**やること:**
以下のリストを、画像だけ省いて一字一句変えずにもう一度書き出してください。

**データ:**
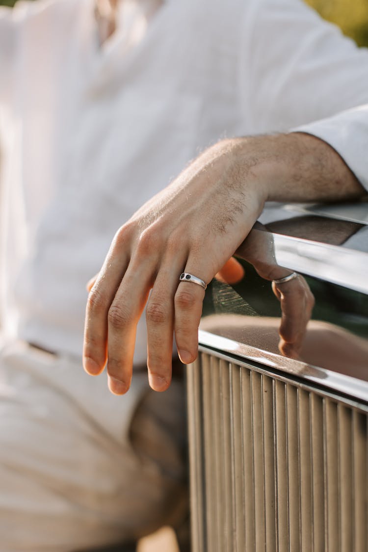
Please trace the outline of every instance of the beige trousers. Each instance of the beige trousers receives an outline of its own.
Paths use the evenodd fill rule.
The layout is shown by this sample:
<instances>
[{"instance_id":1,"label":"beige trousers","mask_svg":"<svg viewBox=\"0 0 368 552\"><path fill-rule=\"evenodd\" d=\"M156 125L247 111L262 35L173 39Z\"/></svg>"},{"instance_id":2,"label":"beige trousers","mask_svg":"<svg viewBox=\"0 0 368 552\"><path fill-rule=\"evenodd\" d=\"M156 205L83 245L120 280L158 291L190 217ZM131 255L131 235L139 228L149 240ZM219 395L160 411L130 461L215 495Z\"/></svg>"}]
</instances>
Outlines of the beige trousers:
<instances>
[{"instance_id":1,"label":"beige trousers","mask_svg":"<svg viewBox=\"0 0 368 552\"><path fill-rule=\"evenodd\" d=\"M184 387L146 371L116 397L80 360L13 343L0 353L0 552L135 540L186 509Z\"/></svg>"}]
</instances>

**解答:**
Please trace the outline of every instance of the beige trousers. Each instance of the beige trousers receives an outline of its own.
Paths use the evenodd fill rule.
The layout is shown by this sample:
<instances>
[{"instance_id":1,"label":"beige trousers","mask_svg":"<svg viewBox=\"0 0 368 552\"><path fill-rule=\"evenodd\" d=\"M156 125L247 111L262 35L173 39Z\"/></svg>"},{"instance_id":2,"label":"beige trousers","mask_svg":"<svg viewBox=\"0 0 368 552\"><path fill-rule=\"evenodd\" d=\"M156 205L83 245L120 280L158 291L190 217ZM131 255L131 235L139 228L149 240ZM219 395L160 411L130 461L215 495Z\"/></svg>"}]
</instances>
Outlines of the beige trousers:
<instances>
[{"instance_id":1,"label":"beige trousers","mask_svg":"<svg viewBox=\"0 0 368 552\"><path fill-rule=\"evenodd\" d=\"M184 387L146 371L116 397L80 360L13 343L0 353L0 552L135 540L186 509Z\"/></svg>"}]
</instances>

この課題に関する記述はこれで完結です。